## Problem
Reproduce all of the lines below verbatim, leaving out the pictures.

## Detection lines

───

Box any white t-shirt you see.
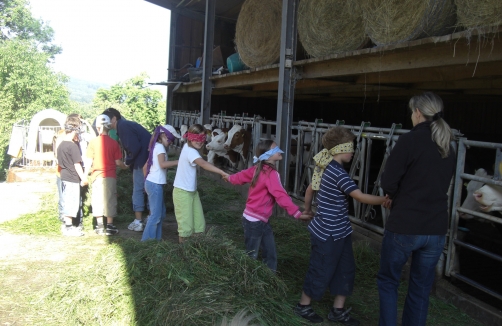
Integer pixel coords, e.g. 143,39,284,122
146,143,167,185
174,144,201,191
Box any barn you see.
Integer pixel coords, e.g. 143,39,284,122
146,0,502,324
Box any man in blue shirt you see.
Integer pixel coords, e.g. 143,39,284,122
103,108,152,232
294,127,385,326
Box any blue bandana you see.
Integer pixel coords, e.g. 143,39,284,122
253,146,284,163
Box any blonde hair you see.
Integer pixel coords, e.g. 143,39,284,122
409,92,455,158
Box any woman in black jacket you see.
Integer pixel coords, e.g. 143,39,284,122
377,92,455,326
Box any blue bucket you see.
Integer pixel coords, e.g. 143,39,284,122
227,53,248,72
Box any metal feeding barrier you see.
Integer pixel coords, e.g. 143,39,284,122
172,111,502,299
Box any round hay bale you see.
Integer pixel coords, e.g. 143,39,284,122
298,0,367,57
455,0,502,28
235,0,282,68
359,0,456,45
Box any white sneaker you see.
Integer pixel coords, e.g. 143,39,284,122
127,220,143,232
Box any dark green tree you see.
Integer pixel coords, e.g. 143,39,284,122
0,0,62,59
93,73,166,131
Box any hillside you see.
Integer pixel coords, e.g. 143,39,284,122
67,78,110,103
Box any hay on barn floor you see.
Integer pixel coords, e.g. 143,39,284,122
298,0,368,57
358,0,456,45
455,0,502,28
235,0,282,68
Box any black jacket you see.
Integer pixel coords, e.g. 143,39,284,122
381,121,456,235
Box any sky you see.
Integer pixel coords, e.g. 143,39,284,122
30,0,171,88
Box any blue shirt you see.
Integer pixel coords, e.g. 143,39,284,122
117,118,152,169
308,160,359,241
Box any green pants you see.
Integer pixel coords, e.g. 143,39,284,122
173,187,206,238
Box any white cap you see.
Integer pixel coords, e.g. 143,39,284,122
162,125,181,138
96,114,112,129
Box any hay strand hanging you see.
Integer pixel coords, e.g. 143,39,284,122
235,0,282,68
455,0,502,28
359,0,456,45
298,0,367,57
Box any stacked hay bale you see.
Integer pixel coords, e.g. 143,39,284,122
455,0,502,28
359,0,456,45
298,0,367,57
235,0,282,68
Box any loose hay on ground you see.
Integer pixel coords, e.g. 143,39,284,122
358,0,456,45
235,0,282,68
298,0,368,57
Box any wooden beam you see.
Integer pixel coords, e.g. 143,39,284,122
356,61,502,84
302,39,502,79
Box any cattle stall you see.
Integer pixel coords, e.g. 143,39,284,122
146,0,502,324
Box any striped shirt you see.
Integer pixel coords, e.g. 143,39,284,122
308,160,358,241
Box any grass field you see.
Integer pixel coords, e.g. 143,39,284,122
0,172,486,326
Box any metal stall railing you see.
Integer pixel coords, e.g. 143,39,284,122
445,138,502,300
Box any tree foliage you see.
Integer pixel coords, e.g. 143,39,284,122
0,0,62,59
93,73,166,131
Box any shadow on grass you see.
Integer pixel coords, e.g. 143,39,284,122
0,171,486,326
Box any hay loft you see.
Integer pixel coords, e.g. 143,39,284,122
357,0,456,45
298,0,368,57
455,0,502,28
235,0,282,68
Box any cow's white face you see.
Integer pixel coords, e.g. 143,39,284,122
206,133,227,153
225,125,242,147
460,169,488,220
474,184,502,212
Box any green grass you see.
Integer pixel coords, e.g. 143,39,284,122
0,171,486,326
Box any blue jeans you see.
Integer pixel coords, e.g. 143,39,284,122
242,217,277,272
377,230,446,326
132,168,145,212
56,175,64,223
141,180,166,241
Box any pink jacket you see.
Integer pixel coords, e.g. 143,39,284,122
228,165,302,223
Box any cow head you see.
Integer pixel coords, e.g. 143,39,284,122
474,184,502,212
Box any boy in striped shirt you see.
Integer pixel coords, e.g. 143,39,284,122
294,127,386,326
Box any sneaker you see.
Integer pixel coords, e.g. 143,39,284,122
328,307,359,326
293,304,323,324
127,220,143,232
106,224,119,235
63,226,84,237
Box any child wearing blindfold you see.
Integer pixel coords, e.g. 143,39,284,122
173,124,228,243
141,125,180,241
227,140,311,271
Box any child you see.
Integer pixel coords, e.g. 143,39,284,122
173,124,228,243
57,117,87,237
85,114,127,235
294,127,385,326
227,140,311,272
141,125,180,241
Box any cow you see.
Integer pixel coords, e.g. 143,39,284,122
225,125,251,167
180,125,188,145
459,169,502,220
473,184,502,213
206,129,239,168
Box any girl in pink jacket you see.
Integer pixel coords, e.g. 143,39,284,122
227,140,311,272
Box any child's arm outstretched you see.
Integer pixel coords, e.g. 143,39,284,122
350,189,387,205
194,157,228,179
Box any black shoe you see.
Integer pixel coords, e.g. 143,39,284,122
106,224,119,235
293,304,323,324
328,307,359,326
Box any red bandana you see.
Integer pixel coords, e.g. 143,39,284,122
183,132,206,143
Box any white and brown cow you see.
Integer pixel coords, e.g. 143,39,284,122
206,129,239,168
225,125,251,167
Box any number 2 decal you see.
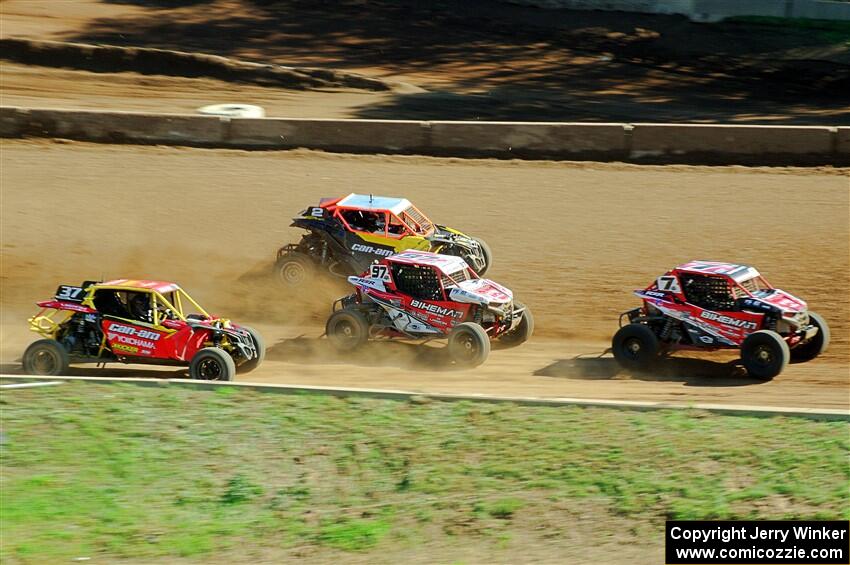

───

## Worked solution
Box any white t-shirt you see.
Integer pixel coords, e.g. 143,39,284,122
146,143,167,185
174,144,201,191
Box any barn you see.
Integer pixel coords, e.g. 143,39,284,122
146,0,502,324
Box any man in blue shirt you see.
Integer pixel coords, e.g. 143,39,284,122
103,108,152,232
294,127,385,326
Box any blue bandana you see.
Integer pixel coords, e.g. 143,39,284,122
253,146,284,163
Box any blonde hair you see.
Integer pixel coords, e.g. 143,39,284,122
409,92,455,158
Box any woman in black jacket you see.
Integer pixel coords, e.g. 143,39,284,122
377,92,455,326
Box any blue bucket you see.
Integer pixel coords, e.g. 143,39,284,122
227,53,248,72
Box any metal feeding barrier you see.
Integer pixel coords, e.g. 143,39,284,122
172,111,502,299
Box any round hay bale you see.
Integer pixel coords, e.g. 143,39,284,122
298,0,367,57
455,0,502,28
235,0,282,68
359,0,456,45
Box any white sneaker you see.
Integer pixel coords, e.g. 143,39,284,122
127,220,143,232
Box any dark green tree you see.
Integer pixel coords, e.g. 143,39,284,122
0,0,62,59
93,73,166,131
Box any hillside you see.
Integer pixel coords, e.g. 143,39,284,122
67,78,110,103
Box any hay on barn floor you see.
Integer pixel coords, e.g. 143,39,284,122
298,0,368,57
358,0,456,45
455,0,502,28
235,0,282,68
Box any black jacket you see.
Integer pixel coords, e.g. 143,39,284,122
381,121,456,235
Box any sky you see.
Integer pixel coords, e.g. 143,39,284,122
30,0,171,88
Box any blue shirt you see.
Integer pixel coords, e.g. 143,39,284,122
117,118,152,169
308,160,359,241
Box any green pants you see.
Integer pixel coords, e.g. 143,39,284,122
173,187,206,238
Box any white cap you see.
Integer pixel coords, e.g. 143,39,284,122
162,125,181,138
96,114,112,129
Box any hay strand hanging you see.
Integer pixel coords, e.g. 143,39,284,122
235,0,282,68
455,0,502,28
359,0,456,45
298,0,367,57
Box any stacked hay bale you see.
Integer pixel coords, e.g. 143,39,284,122
455,0,502,28
359,0,456,45
298,0,367,57
235,0,282,68
Box any loose hay on ground you see.
Integer pixel coords, e.g. 143,39,284,122
358,0,456,45
235,0,282,68
298,0,368,57
Box any wooden beam you see.
Integer pixel coords, e.g. 143,39,284,122
356,61,502,84
302,39,502,79
Box any cattle stall you see.
Integer pixel coords, e.g. 143,39,284,122
146,0,502,324
Box any striped shirt you see.
Integer pixel coords, e.g. 143,39,284,122
308,160,358,241
Box any grass field you see.
Integer pixel coords, e.g. 143,39,284,122
0,172,486,326
Box any metal stall railing you see.
Integer pixel coords, e.g. 143,39,284,122
445,138,502,300
Box any tree foliage you see.
Integer pixel coords, e.g. 143,39,284,122
0,0,62,59
93,73,166,131
Box any shadow on grass you see.
Integer pixel coords, e.g. 143,39,284,122
0,171,486,326
Box any hay loft you see.
Integer pixel coords, e.g. 143,39,284,122
357,0,456,45
298,0,368,57
455,0,502,28
235,0,282,68
Box any cow's white face you see.
Integer pixel coords, e.g. 143,39,284,122
206,133,227,153
225,125,242,147
460,169,488,220
474,184,502,212
Box any green grass you see.
Integer pixel coords, e.g. 143,39,284,122
0,171,486,326
Box any blue jeans you see.
Integer pixel coords, e.g. 143,39,284,122
242,217,277,272
377,230,446,326
132,168,145,212
56,175,64,223
141,180,166,241
Box any pink jacket you see.
Integer pixel coords, e.g. 143,39,284,122
228,165,302,223
Box any cow head you see.
Integer pixel coords, e.g. 143,39,284,122
474,184,502,212
Box any boy in striped shirt you see.
Integer pixel coords, e.g. 143,39,284,122
294,127,386,326
Box any sneaker you see.
Integer pixel coords, e.g. 143,39,284,122
328,307,359,326
293,304,323,324
127,220,143,232
106,224,119,235
63,226,84,237
Box any child wearing blindfold you see.
Integer pixel coords, e.g. 143,39,284,122
173,124,228,243
141,125,180,241
227,140,311,271
Box any child you see.
Integer pixel coords, e.g. 143,39,284,122
173,124,228,243
57,117,87,237
85,114,127,235
294,127,385,326
227,140,311,272
141,125,180,241
Box any cow you see.
Integer pixel coords, e.g. 143,39,284,122
225,125,251,167
180,125,188,145
459,169,502,220
473,184,502,213
206,129,239,168
Box any girl in pink jacket you see.
Integer pixel coords, e.g. 143,39,284,122
227,140,311,272
Box any child's arm outstretched you see.
Integer pixel coords, e.g. 143,39,284,122
350,189,387,205
194,157,228,179
Box any black shoe you see.
Integer pixel coords, e.g. 143,39,284,122
106,224,119,235
293,304,323,324
328,307,359,326
Box any red bandana you see.
Integer pixel coords, e.g. 143,39,284,122
183,132,206,143
Box any white and brown cow you see.
Integer pixel coords, e.g. 143,39,284,122
206,129,239,168
225,125,251,167
Box any number 2 decal you see.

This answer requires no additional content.